▸ WHAT THE EXERCISE ASKS
In the data below, take the lines starting at the one containing "the black toolbox" and ending at the one containing "Each instance receives one keypoint. Put a point on the concrete". Write out only those lines, changing "keypoint" to "marker" and leaving everything else as is.

▸ MATERIAL
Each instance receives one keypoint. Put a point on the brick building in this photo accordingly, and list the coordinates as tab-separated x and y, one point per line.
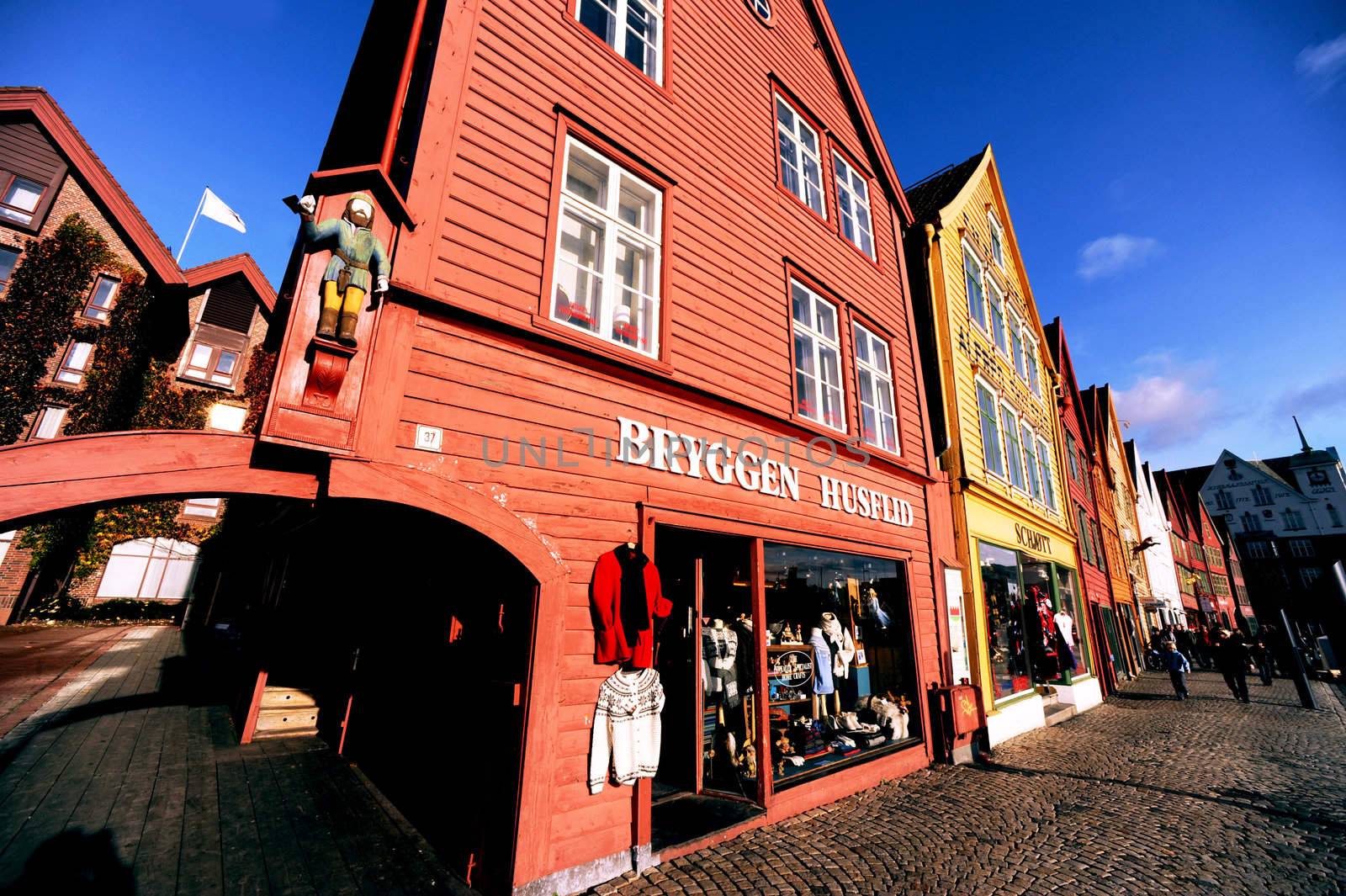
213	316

...

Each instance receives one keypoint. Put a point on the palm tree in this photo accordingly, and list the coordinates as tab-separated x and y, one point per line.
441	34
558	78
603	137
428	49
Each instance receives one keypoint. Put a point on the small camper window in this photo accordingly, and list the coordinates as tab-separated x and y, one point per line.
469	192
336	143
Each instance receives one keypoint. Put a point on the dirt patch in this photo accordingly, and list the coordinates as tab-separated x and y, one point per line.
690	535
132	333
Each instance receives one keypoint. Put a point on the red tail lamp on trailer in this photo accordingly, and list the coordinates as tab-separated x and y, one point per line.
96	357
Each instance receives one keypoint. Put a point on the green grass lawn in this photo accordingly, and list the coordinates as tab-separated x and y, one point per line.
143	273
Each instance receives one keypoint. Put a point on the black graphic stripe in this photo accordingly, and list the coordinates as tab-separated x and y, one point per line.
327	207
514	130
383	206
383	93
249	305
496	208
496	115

...

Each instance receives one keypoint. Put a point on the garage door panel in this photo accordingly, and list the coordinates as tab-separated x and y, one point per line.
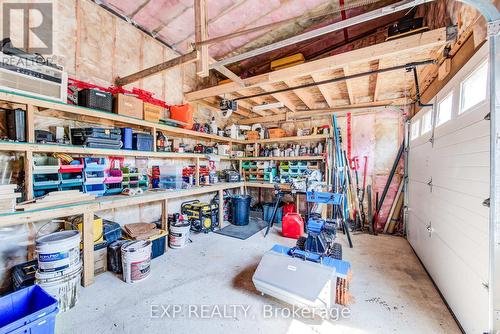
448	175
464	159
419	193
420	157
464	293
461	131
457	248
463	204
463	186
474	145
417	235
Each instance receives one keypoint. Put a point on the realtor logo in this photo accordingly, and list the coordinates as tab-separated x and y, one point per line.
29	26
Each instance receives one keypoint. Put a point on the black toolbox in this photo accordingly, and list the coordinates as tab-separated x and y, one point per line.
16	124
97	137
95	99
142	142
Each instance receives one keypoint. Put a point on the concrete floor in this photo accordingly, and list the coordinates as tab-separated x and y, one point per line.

▸ FINISHED TASK
Each instance receives one marker. Put a point on the black toolbox in this photo accordingly, and list the coordinates as tab-separated x and y, one point per line.
16	124
97	137
95	99
142	142
Each instance receives one marker. Put a point on the concrete floor in this photo accordingly, and list the coordinates as tab-separated x and y, one point per line.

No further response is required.